GOAL OF THE EXERCISE: Please recast everything from the line containing "sheet in the photo above." down to the end of the entries as a Markdown table with the columns Row and Line, numbering each line and leaving out blank lines.

(Image point annotation entries)

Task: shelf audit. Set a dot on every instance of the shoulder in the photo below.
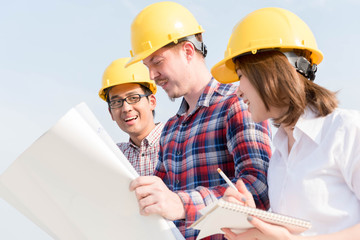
(344, 119)
(123, 146)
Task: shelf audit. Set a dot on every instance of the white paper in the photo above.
(74, 183)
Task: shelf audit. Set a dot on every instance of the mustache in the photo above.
(160, 80)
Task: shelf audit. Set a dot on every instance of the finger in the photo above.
(231, 195)
(146, 201)
(240, 185)
(260, 225)
(228, 234)
(143, 192)
(151, 209)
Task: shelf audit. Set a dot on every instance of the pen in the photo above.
(227, 180)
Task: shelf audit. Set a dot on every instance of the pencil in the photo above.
(227, 180)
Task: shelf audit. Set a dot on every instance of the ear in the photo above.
(152, 101)
(112, 117)
(189, 50)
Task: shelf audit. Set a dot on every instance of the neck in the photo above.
(291, 140)
(138, 138)
(200, 77)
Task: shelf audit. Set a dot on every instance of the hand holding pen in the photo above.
(238, 193)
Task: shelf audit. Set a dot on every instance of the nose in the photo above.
(126, 107)
(153, 74)
(239, 92)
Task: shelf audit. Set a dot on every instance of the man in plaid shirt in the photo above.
(211, 130)
(130, 95)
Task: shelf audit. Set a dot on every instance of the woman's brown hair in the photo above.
(280, 85)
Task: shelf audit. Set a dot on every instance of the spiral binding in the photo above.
(271, 217)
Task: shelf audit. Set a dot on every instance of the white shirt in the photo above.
(320, 179)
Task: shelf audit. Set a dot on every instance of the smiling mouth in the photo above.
(129, 119)
(161, 82)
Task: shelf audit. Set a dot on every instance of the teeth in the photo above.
(160, 82)
(129, 119)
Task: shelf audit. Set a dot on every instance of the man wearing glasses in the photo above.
(130, 95)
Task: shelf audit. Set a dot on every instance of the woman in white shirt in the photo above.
(314, 172)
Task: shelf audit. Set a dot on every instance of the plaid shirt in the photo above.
(145, 157)
(217, 134)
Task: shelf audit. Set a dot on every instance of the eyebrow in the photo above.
(126, 95)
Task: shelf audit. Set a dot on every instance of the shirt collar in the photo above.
(206, 98)
(152, 138)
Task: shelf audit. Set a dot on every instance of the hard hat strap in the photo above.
(302, 65)
(197, 44)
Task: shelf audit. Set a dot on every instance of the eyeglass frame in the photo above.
(125, 100)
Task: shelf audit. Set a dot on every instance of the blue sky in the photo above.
(53, 54)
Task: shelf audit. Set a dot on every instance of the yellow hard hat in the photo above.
(267, 28)
(158, 25)
(116, 74)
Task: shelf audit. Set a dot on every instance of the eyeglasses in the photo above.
(132, 99)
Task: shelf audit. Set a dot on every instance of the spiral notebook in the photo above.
(223, 214)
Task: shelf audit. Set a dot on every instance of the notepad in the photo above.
(223, 214)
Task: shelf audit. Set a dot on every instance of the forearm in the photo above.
(351, 233)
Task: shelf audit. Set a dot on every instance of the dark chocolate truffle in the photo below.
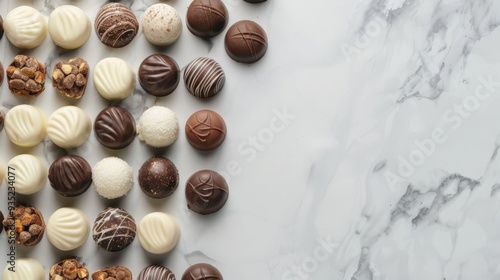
(116, 25)
(156, 272)
(205, 130)
(159, 75)
(114, 127)
(202, 271)
(158, 177)
(204, 77)
(206, 18)
(246, 41)
(206, 192)
(70, 175)
(114, 229)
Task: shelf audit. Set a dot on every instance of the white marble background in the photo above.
(384, 165)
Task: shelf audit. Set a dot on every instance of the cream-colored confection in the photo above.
(161, 24)
(30, 173)
(158, 232)
(69, 27)
(112, 177)
(25, 268)
(25, 125)
(25, 27)
(158, 127)
(67, 228)
(114, 78)
(69, 127)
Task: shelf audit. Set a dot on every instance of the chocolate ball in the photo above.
(202, 271)
(70, 175)
(206, 192)
(159, 75)
(246, 41)
(158, 177)
(114, 127)
(205, 130)
(206, 18)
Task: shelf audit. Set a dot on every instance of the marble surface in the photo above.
(364, 145)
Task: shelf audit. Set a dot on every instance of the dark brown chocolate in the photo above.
(202, 271)
(206, 192)
(70, 175)
(114, 127)
(114, 229)
(159, 75)
(205, 130)
(158, 177)
(206, 18)
(246, 41)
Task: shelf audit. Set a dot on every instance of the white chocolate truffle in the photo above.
(158, 127)
(114, 78)
(158, 232)
(25, 125)
(69, 127)
(112, 177)
(26, 268)
(67, 228)
(25, 27)
(161, 24)
(30, 173)
(69, 27)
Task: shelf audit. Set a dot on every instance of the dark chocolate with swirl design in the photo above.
(205, 130)
(246, 41)
(70, 175)
(202, 271)
(206, 192)
(156, 272)
(114, 127)
(159, 75)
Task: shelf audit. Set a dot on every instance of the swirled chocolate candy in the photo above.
(246, 41)
(202, 271)
(206, 18)
(159, 75)
(116, 25)
(206, 192)
(114, 229)
(70, 175)
(114, 127)
(205, 130)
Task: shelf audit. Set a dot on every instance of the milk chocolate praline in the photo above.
(70, 175)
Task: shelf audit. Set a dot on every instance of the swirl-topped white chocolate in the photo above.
(25, 125)
(158, 233)
(69, 127)
(25, 27)
(114, 79)
(69, 27)
(67, 228)
(29, 171)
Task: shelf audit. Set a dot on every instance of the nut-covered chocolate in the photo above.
(206, 18)
(116, 25)
(206, 192)
(246, 41)
(202, 271)
(70, 175)
(113, 273)
(68, 269)
(114, 229)
(205, 130)
(27, 223)
(159, 75)
(26, 76)
(114, 127)
(70, 77)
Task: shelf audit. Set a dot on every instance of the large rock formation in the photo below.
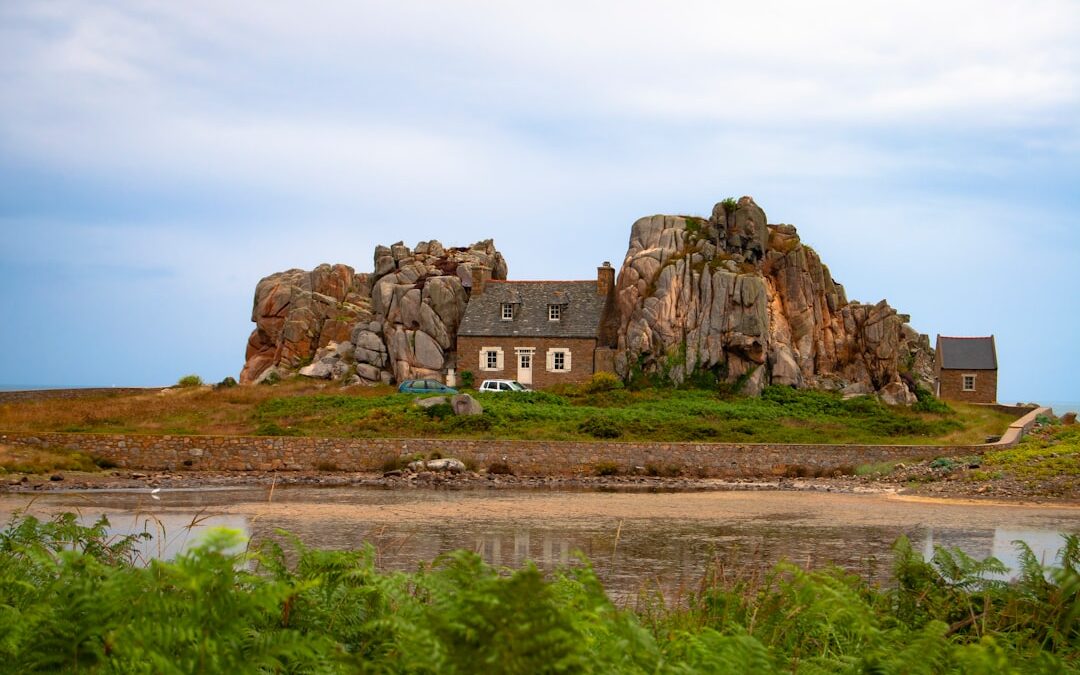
(298, 312)
(748, 302)
(729, 298)
(396, 323)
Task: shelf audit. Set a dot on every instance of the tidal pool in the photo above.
(636, 540)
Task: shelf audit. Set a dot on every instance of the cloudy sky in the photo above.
(157, 159)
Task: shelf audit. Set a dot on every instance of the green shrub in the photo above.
(440, 410)
(606, 469)
(471, 423)
(78, 598)
(602, 381)
(189, 380)
(929, 403)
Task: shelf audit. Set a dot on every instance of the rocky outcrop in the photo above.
(298, 312)
(395, 323)
(746, 302)
(419, 297)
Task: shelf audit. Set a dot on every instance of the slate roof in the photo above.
(581, 309)
(968, 353)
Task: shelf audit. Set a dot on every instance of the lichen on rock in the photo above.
(400, 321)
(747, 302)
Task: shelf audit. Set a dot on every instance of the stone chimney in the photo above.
(481, 277)
(605, 280)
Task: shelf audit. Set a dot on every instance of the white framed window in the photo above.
(525, 358)
(490, 359)
(558, 360)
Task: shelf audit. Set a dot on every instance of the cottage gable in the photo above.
(968, 353)
(967, 368)
(525, 309)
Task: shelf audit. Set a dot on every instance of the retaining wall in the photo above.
(176, 453)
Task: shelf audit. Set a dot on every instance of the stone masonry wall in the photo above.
(581, 362)
(952, 386)
(176, 453)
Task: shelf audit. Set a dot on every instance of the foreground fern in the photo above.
(72, 598)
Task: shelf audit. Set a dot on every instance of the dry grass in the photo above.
(202, 410)
(42, 460)
(980, 422)
(312, 408)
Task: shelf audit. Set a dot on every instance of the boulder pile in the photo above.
(734, 297)
(399, 322)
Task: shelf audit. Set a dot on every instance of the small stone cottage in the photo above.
(539, 333)
(967, 368)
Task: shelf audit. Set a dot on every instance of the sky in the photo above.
(157, 159)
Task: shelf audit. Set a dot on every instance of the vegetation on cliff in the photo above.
(72, 598)
(781, 415)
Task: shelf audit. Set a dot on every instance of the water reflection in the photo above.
(629, 551)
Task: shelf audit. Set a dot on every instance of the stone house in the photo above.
(539, 333)
(967, 368)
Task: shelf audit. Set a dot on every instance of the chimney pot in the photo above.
(481, 275)
(605, 279)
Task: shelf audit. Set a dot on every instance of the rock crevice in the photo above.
(747, 302)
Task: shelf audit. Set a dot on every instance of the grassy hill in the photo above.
(780, 415)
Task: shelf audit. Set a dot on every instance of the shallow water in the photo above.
(634, 539)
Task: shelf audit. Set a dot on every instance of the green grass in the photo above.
(598, 409)
(781, 415)
(43, 460)
(72, 598)
(1052, 454)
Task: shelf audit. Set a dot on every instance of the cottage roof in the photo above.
(968, 353)
(581, 309)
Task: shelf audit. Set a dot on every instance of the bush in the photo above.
(601, 428)
(929, 403)
(79, 598)
(602, 381)
(189, 380)
(471, 423)
(606, 469)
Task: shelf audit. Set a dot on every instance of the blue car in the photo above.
(424, 387)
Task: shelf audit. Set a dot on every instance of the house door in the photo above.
(525, 366)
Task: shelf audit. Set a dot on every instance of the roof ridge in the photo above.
(541, 281)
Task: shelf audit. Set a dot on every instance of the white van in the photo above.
(502, 386)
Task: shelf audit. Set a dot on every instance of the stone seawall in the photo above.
(42, 394)
(178, 453)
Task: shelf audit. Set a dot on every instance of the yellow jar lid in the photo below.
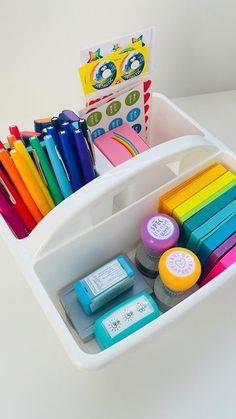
(179, 269)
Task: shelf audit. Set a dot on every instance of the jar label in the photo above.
(161, 228)
(180, 263)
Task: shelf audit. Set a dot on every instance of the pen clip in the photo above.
(37, 162)
(62, 162)
(10, 196)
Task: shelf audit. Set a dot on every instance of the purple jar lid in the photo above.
(159, 232)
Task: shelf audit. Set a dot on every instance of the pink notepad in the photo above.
(224, 263)
(120, 144)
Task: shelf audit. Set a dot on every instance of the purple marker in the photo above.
(159, 232)
(86, 163)
(11, 217)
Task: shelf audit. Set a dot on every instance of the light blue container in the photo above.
(125, 319)
(104, 284)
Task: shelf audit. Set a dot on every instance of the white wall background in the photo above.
(40, 42)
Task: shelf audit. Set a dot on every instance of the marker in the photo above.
(11, 217)
(58, 166)
(25, 135)
(205, 214)
(16, 200)
(30, 182)
(223, 264)
(11, 140)
(202, 232)
(19, 146)
(70, 116)
(15, 131)
(53, 132)
(83, 126)
(84, 156)
(217, 254)
(47, 171)
(41, 123)
(76, 178)
(215, 239)
(19, 185)
(177, 196)
(203, 197)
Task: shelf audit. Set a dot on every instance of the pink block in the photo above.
(117, 143)
(223, 264)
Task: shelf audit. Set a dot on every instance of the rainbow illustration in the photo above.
(126, 143)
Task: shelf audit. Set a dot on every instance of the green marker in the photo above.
(45, 169)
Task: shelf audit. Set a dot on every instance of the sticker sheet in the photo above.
(146, 36)
(114, 111)
(116, 68)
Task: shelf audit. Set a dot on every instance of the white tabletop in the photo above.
(38, 380)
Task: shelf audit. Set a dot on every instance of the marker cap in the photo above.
(159, 232)
(179, 269)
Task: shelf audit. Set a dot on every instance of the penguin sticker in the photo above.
(103, 75)
(133, 65)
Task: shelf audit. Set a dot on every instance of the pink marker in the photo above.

REPLY TO THE TASK:
| Row | Line |
|---|---|
| 1 | Task: shelf audit. Set a dot on every instance of the sticker sheet in the photo above. |
| 2 | (146, 36) |
| 3 | (114, 111) |
| 4 | (116, 68) |
| 5 | Task: shelf audit. Set a dot on every instance of the white tabletop in the photo above. |
| 6 | (38, 380) |
| 7 | Task: shelf audit. Set a dot on every instance of the marker cap in the photo above. |
| 8 | (159, 232) |
| 9 | (179, 269) |
| 10 | Task: shelf audit. Set a dot on every instance of the penguin sticker in the photo above. |
| 11 | (103, 75) |
| 12 | (133, 65) |
| 13 | Task: shelf audit. Set a dot on every instance of the pink marker in the photo above. |